• Document extract:
* * * * * * * * *

Another herb we always enjoyed collecting ourselves is Oshá, the renowned immune tonic from the Southwest, which we offer as our Magistery of Mars. It’s a tricky herb to find, with poisonous look-alikes, but when you do find it, it is plentiful. Our most successful Oshá hike was in the mountains north of Taos, New Mexico, late in the fall when the plant sends its resources deep into its roots to store for the winter.
Bears dig up the roots and roll on them and eat them as they get ready for their long winter sleep and need immune support to get through the cold. We didn’t see any bears that day, but groups of beautiful partridges followed us as we dug, gladly pecking up any root scraps we dropped. As we hiked and chewed on the root, we became warm and glowing just like those fat little birds, and we soon stripped down to our underlayers even though the day was cold.
Sometimes wildcrafting takes a more social turn, with the gathering done by another person under our direction. Sometimes, it’s not even a plant we’re after, as with the eggs for our Oil of Egg. This powerful medicine is a tonic to the heart, circulatory system, and vitality; it’s also a superior wound and skin healing medicine. We have seen it repair burns, deep cuts, and even brown recluse spider bites within days of application, and we consider it an essential first aid Spagyric.

* * * * * * * * *

• To do:
A: List the injuries that the wildcrafting passage says Oil of Egg has been seen to repair.
B: Write out the part of the wildcrafting passage that opens with the words containing "Sometimes wildcrafting takes" and closes with "first aid Spagyric.".

• Data provided:
* * * * * * * * *

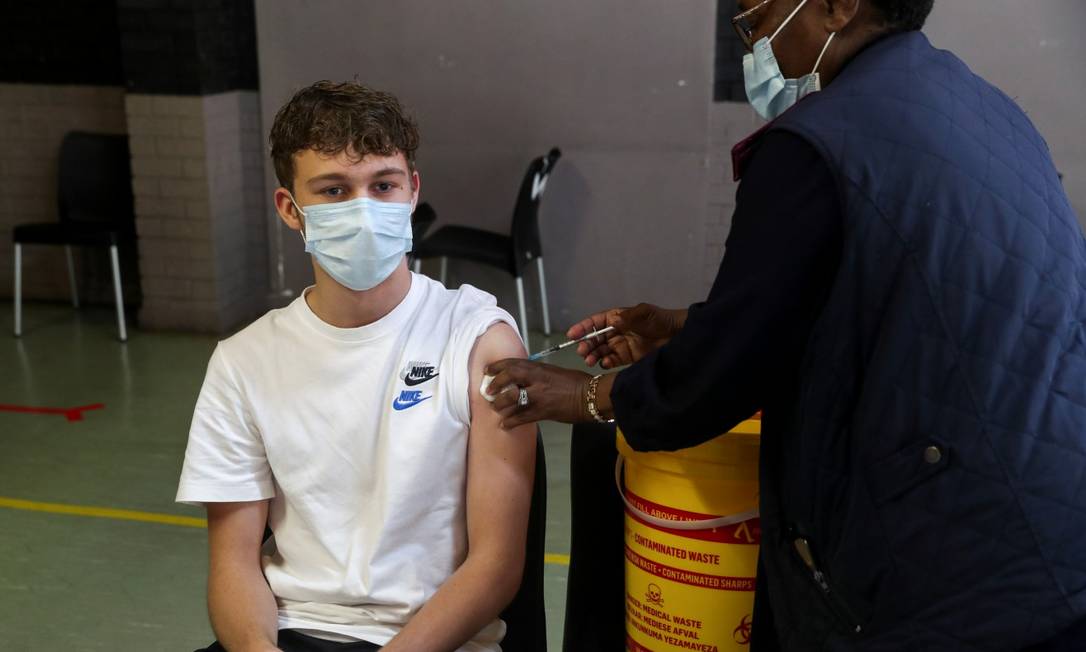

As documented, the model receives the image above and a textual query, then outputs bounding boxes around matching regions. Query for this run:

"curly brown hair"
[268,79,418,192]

* * * * * * * * *

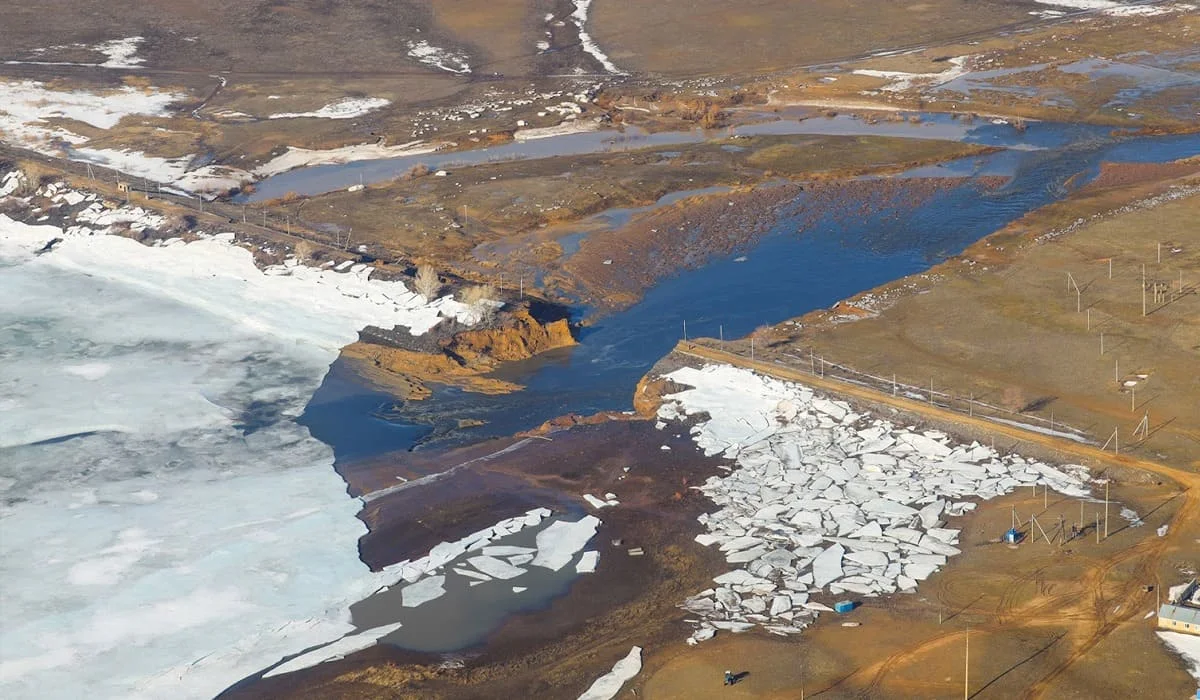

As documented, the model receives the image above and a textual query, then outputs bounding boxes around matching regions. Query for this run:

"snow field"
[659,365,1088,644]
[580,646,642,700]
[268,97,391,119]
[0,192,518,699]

* * * * * * * * *

• Results:
A:
- Burns
- Deep cuts
- Brown recluse spider bites

B:
Sometimes wildcrafting takes a more social turn, with the gathering done by another person under our direction. Sometimes, it’s not even a plant we’re after, as with the eggs for our Oil of Egg. This powerful medicine is a tonic to the heart, circulatory system, and vitality; it’s also a superior wound and skin healing medicine. We have seen it repair burns, deep cuts, and even brown recluse spider bites within days of application, and we consider it an essential first aid Spagyric.